Written exercise
Please reproduce every one of the entries below word for word, leaving out the pictures.

Records for this task

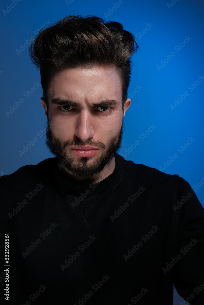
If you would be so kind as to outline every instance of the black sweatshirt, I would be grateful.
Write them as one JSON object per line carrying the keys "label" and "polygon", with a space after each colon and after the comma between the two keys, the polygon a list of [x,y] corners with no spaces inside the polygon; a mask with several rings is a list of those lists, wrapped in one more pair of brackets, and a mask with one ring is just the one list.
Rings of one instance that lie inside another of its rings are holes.
{"label": "black sweatshirt", "polygon": [[204,209],[193,191],[115,158],[95,184],[76,183],[55,158],[1,178],[0,303],[172,305],[174,283],[204,304]]}

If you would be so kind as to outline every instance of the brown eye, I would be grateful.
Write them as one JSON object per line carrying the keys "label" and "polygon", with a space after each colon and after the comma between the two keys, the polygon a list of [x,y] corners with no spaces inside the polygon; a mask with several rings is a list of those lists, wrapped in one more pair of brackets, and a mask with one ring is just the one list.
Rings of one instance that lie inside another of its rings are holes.
{"label": "brown eye", "polygon": [[70,105],[63,105],[63,106],[61,106],[60,108],[62,110],[65,111],[67,111],[70,110],[70,108],[72,106],[70,106]]}
{"label": "brown eye", "polygon": [[110,110],[110,107],[109,106],[100,106],[98,108],[102,112],[107,112]]}

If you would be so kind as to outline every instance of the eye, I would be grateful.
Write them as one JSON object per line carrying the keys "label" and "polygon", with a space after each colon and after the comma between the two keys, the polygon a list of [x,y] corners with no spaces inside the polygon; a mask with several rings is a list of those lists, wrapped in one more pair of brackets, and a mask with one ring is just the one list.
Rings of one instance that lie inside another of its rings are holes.
{"label": "eye", "polygon": [[[72,110],[71,107],[72,107],[72,106],[71,106],[70,105],[63,105],[62,106],[60,106],[60,109],[64,111],[69,111],[69,110]],[[71,108],[71,109],[70,109]]]}
{"label": "eye", "polygon": [[110,109],[109,106],[100,106],[97,109],[102,112],[108,112]]}

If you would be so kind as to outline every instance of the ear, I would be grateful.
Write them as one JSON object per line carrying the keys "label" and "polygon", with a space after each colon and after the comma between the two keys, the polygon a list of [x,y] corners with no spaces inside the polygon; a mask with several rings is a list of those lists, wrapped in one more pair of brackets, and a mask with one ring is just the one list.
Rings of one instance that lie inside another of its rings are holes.
{"label": "ear", "polygon": [[123,117],[124,117],[126,110],[127,110],[130,106],[131,100],[130,99],[127,99],[124,104],[123,107]]}
{"label": "ear", "polygon": [[41,100],[41,103],[44,109],[45,109],[45,112],[46,117],[47,117],[47,106],[45,102],[45,100],[43,97],[41,97],[40,99]]}

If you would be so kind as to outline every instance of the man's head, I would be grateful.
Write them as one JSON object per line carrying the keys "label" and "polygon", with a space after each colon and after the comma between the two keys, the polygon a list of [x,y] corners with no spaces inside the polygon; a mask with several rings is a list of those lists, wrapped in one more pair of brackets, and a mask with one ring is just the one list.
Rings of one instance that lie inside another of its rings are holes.
{"label": "man's head", "polygon": [[120,148],[131,102],[130,58],[138,48],[120,23],[78,16],[43,29],[32,44],[32,60],[40,69],[42,104],[52,123],[47,144],[72,174],[100,172]]}

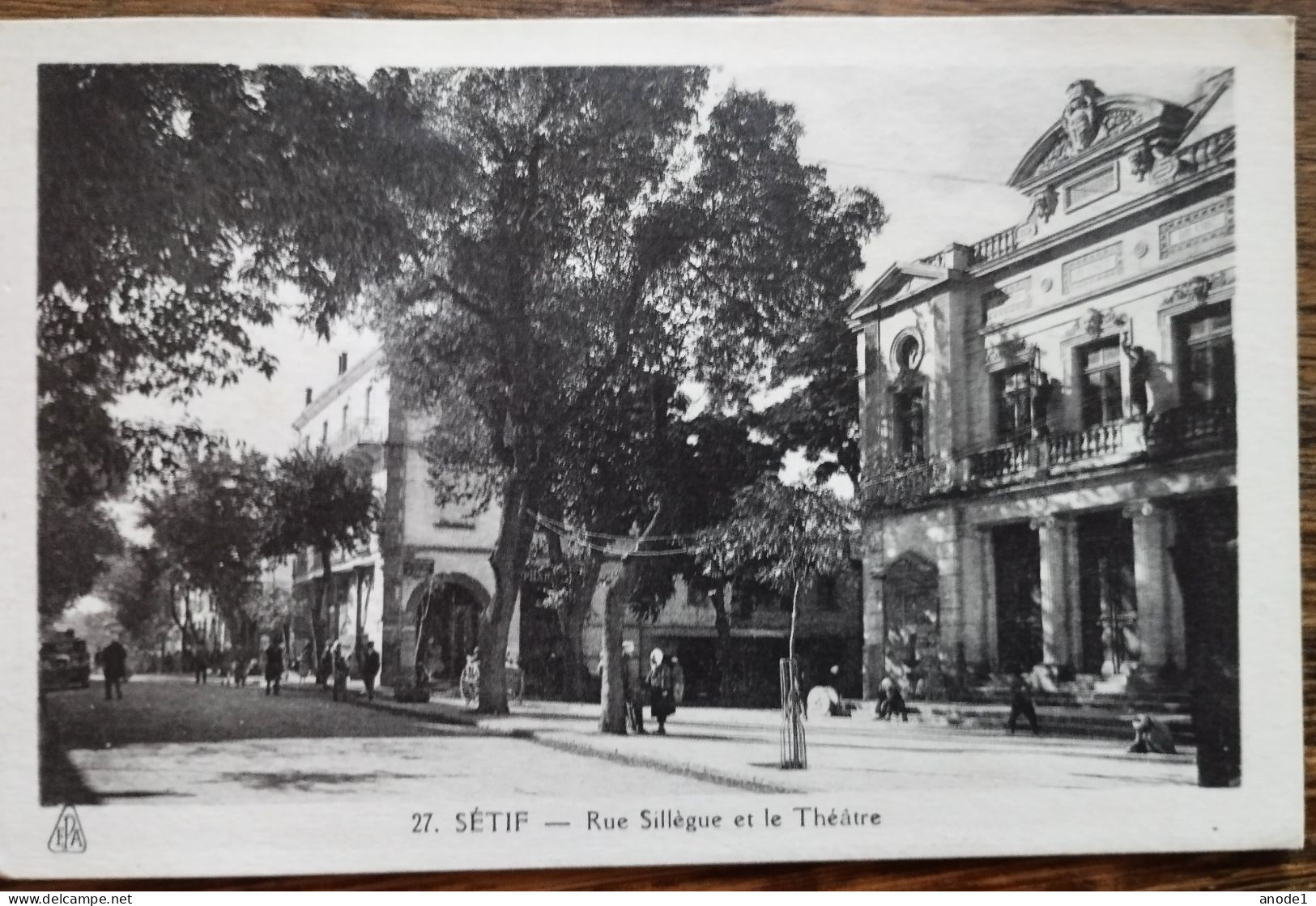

Solved problem
If you would be so kind as to outline every instance of the black sweatshirt, I would be grateful.
Write them as one JSON object per line carrying the keys "label" and "polygon", with a space after each colon and after the comma between the two keys, the polygon a list of [x,y] corners with no spaces inside the polygon; a mask with several rings is a list of those lists, wrapped in one more pair of brackets, and a mask with one ring is just the one list.
Rings of one instance that lie inside another of its rings are holes.
{"label": "black sweatshirt", "polygon": [[204,209],[193,191],[115,158],[95,184],[76,183],[55,158],[1,178],[0,303],[172,305],[174,283],[204,304]]}

If you would be so kind as to outline every instance of the brown eye, I would be grateful.
Write them as one JSON object per line carrying the keys "label" and "polygon", with a space after each colon and after the comma between the two keys, the polygon a list of [x,y] corners with no spaces inside the polygon; a mask with several rings is a list of those lists, wrapped in one more pair of brackets, and a mask with one ring is just the one list.
Rings of one instance that lie inside another of its rings are holes.
{"label": "brown eye", "polygon": [[70,105],[63,105],[63,106],[61,106],[60,108],[62,110],[65,111],[67,111],[70,110],[70,108],[72,106],[70,106]]}
{"label": "brown eye", "polygon": [[110,110],[110,107],[109,106],[100,106],[98,108],[102,112],[107,112]]}

If you would be so kind as to outline every instance of the eye, I would be grateful.
Write them as one JSON object per line carrying the keys "label" and "polygon", with a space after each colon and after the comma between the two keys, the polygon a list of [x,y] corners with no spaces inside the polygon; a mask with several rings is a list of those lists, wrapped in one more pair of brackets, and a mask with one ring is just the one list.
Rings of one instance that lie inside another of its rings are holes.
{"label": "eye", "polygon": [[[72,110],[71,107],[72,107],[72,106],[71,106],[70,105],[63,105],[62,106],[60,106],[60,109],[64,111],[69,111],[69,110]],[[71,108],[71,109],[70,109]]]}
{"label": "eye", "polygon": [[110,109],[109,106],[100,106],[97,109],[102,112],[108,112]]}

If you would be so kind as to outline every instance of the ear, I would be grateful.
Write them as one JSON object per line carrying the keys "label" and "polygon", with a space after each colon and after the comma between the two keys, the polygon a list of [x,y] corners with no spaces inside the polygon; a mask with several rings is a list of those lists, wrapped in one more pair of brackets, and a mask with one ring is just the one list.
Rings of one instance that lie inside another of its rings are holes.
{"label": "ear", "polygon": [[123,117],[124,117],[126,110],[127,110],[130,106],[131,100],[130,99],[127,99],[124,104],[123,107]]}
{"label": "ear", "polygon": [[41,100],[41,103],[44,109],[45,109],[45,112],[46,117],[47,117],[47,106],[45,102],[45,100],[43,97],[41,97],[40,99]]}

If you would be so kind as to outline every instance of the man's head, I would be grateful.
Write them as one JSON object per line carrying the keys "label" and "polygon", with a space after each colon and after the comma between the two keys, the polygon a list of [x,y] corners with no spaces inside the polygon; a mask with several rings is a list of those lists, wrapped in one more pair of brackets, and a mask with one ring is just the one list.
Rings of one instance that lie inside another of its rings are holes.
{"label": "man's head", "polygon": [[120,148],[131,102],[130,58],[138,48],[120,23],[78,16],[43,29],[32,44],[32,60],[40,69],[42,104],[52,123],[47,144],[72,174],[100,172]]}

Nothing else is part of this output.